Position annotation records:
------------------------
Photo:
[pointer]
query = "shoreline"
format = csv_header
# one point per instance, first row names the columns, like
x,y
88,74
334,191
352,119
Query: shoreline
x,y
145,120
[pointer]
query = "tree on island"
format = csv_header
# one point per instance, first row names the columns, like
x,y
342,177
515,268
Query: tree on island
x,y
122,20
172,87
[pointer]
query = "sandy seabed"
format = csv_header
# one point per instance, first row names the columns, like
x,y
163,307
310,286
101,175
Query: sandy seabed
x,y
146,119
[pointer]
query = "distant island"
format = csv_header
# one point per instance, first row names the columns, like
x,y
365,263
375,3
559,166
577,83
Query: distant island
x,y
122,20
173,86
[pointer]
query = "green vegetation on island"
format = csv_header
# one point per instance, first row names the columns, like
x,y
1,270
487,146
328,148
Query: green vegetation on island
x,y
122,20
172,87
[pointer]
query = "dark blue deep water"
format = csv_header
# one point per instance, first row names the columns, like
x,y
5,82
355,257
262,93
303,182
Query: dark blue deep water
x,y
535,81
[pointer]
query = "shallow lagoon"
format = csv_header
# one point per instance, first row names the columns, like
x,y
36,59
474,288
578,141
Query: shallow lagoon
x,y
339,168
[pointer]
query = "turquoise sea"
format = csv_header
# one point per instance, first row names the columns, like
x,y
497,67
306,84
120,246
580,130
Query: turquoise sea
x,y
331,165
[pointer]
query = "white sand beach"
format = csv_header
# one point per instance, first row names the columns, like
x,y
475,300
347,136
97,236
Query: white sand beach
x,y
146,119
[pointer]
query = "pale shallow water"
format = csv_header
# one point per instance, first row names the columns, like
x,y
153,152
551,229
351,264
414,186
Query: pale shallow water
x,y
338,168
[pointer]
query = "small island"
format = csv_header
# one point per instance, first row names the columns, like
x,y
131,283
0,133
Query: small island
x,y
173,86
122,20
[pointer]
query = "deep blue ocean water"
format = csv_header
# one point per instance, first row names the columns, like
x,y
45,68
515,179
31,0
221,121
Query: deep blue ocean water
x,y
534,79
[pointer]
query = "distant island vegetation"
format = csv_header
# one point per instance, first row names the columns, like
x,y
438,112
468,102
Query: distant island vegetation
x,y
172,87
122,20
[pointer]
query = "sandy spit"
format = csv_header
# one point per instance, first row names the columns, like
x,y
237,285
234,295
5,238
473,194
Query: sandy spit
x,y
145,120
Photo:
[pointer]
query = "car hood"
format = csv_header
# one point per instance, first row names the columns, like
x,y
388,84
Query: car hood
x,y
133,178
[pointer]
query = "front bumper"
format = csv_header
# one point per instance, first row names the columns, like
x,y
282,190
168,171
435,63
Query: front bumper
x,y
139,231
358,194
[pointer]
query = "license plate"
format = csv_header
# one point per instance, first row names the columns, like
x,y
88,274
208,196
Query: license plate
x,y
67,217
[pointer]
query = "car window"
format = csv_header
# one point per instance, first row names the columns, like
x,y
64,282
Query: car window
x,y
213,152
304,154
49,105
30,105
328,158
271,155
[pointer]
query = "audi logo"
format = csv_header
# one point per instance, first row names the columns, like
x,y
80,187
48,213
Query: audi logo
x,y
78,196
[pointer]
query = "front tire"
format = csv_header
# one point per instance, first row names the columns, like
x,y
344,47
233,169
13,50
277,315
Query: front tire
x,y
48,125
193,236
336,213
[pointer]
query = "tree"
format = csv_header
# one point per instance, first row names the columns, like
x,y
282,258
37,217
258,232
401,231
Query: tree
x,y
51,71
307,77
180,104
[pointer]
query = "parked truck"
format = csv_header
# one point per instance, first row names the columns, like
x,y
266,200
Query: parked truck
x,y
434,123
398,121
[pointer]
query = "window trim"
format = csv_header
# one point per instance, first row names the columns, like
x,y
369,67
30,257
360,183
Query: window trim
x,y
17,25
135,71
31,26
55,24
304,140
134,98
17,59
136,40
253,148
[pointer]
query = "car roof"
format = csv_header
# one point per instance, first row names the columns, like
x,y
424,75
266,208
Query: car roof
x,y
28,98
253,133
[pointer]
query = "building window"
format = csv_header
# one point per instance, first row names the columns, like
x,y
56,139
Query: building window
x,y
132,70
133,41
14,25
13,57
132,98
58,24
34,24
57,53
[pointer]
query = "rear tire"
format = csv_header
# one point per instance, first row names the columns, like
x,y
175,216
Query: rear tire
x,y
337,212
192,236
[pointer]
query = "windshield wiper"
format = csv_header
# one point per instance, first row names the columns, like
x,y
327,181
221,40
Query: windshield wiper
------------------------
(Aim of the exercise)
From the records above, extract every entry verbatim.

(Output of the exercise)
Photo:
[pointer]
query = "shoreline"
format = csv_header
# one point per instance, first row names the columns, like
x,y
88,74
334,191
352,119
Query: shoreline
x,y
145,120
[pointer]
query = "tree on island"
format = csv_header
# one point per instance, first row names the columns, like
x,y
342,177
515,268
Query: tree on island
x,y
122,20
172,87
[pointer]
query = "sandy seabed"
format = csv_header
# one point per instance, first row names the columns, like
x,y
163,307
310,286
101,175
Query: sandy seabed
x,y
146,119
[pointer]
query = "distant island"
format = csv_header
# one point per instance, first row names the columns, like
x,y
365,263
375,3
559,166
577,83
Query: distant island
x,y
122,20
173,86
[pointer]
query = "green vegetation on island"
format = csv_header
# one point per instance, first row names the columns, like
x,y
1,270
487,146
328,148
Query: green vegetation on island
x,y
122,20
172,87
[pointer]
query = "dark blue deep water"
format = csv_header
# one point per instance, first row names the columns, like
x,y
5,82
355,257
262,93
303,182
Query: dark blue deep water
x,y
535,81
[pointer]
query = "shallow lagoon"
format = csv_header
# one point per instance, first row names the columns, like
x,y
36,59
474,288
578,141
Query: shallow lagoon
x,y
339,168
[pointer]
query = "turquoise sea"
format = csv_header
# one point per instance, first row names the columns, like
x,y
497,67
306,84
120,246
580,130
Query: turquoise sea
x,y
331,165
[pointer]
query = "white sand beach"
format = csv_header
# one point per instance, first row names the columns, like
x,y
475,300
347,136
97,236
Query: white sand beach
x,y
146,119
[pointer]
query = "pale shallow water"
format = csv_header
# one point per instance, first row names the columns, like
x,y
153,152
551,229
351,264
414,186
Query: pale shallow water
x,y
338,168
[pointer]
query = "small island"
format = csv_header
# one point per instance, first row names the columns, like
x,y
131,283
0,133
Query: small island
x,y
173,86
122,20
[pointer]
query = "deep blue ocean water"
format = csv_header
# one point per instance, first row names the columns, like
x,y
45,68
515,179
31,0
221,121
Query: deep blue ocean water
x,y
534,79
[pointer]
query = "distant island vegetation"
format = csv_header
# one point per instance, first row names the columns, like
x,y
438,112
468,102
Query: distant island vegetation
x,y
172,87
122,20
[pointer]
query = "sandy spit"
format = csv_header
# one point per instance, first row names the columns, like
x,y
237,285
234,295
5,238
473,194
Query: sandy spit
x,y
145,120
Photo:
[pointer]
query = "car hood"
format = csv_header
# one point per instance, first row names the columns, like
x,y
388,84
Query: car hood
x,y
133,178
[pointer]
query = "front bumper"
format = csv_header
# one point per instance, first row names the columns, like
x,y
282,190
168,171
435,63
Query: front bumper
x,y
139,231
358,194
[pointer]
query = "license plate"
format = csv_header
# one point per instance, first row names the columns, like
x,y
88,274
208,196
Query: license plate
x,y
67,217
[pointer]
query = "car window"
format = csv_header
# one point per instance, first row names the columns, like
x,y
64,282
Query: car window
x,y
213,152
304,154
49,105
30,105
328,158
271,155
[pointer]
query = "audi logo"
format = csv_header
# one point per instance, first row names the columns, like
x,y
80,187
48,213
Query: audi logo
x,y
78,196
[pointer]
query = "front tire"
format = csv_header
# one point per instance, first row names the columns, like
x,y
344,47
233,169
13,50
277,315
Query: front tire
x,y
48,125
193,236
336,213
[pointer]
query = "tree"
format = csv_header
# one point per instance, first row names the columns, like
x,y
282,258
37,217
258,232
401,231
Query: tree
x,y
51,71
307,77
180,104
[pointer]
query = "parked truck"
format = csv_header
# one point per instance, first row names the columns, like
x,y
266,200
Query: parked truck
x,y
434,123
398,121
[pointer]
query = "window trim"
format = csv_header
# one point per instance, first row names the columns, like
x,y
369,67
30,257
360,183
Query: window trim
x,y
17,25
135,71
31,26
55,24
304,140
134,98
17,59
136,40
253,148
[pointer]
query = "car roof"
format = csv_header
# one point per instance, first row names the columns, like
x,y
424,75
266,208
Query: car roof
x,y
28,98
253,133
[pointer]
query = "building window"
format = csv_header
# one point per instance, first row names the columns, like
x,y
56,139
Query: building window
x,y
132,70
133,41
14,25
13,57
132,98
58,24
34,24
57,53
[pointer]
query = "rear tire"
format = csv_header
# one point per instance, first row names the columns, like
x,y
175,216
Query: rear tire
x,y
337,212
192,236
[pointer]
query = "windshield wiper"
format = csv_header
# one point per instance, first row names the columns, like
x,y
327,181
221,40
Query: windshield wiper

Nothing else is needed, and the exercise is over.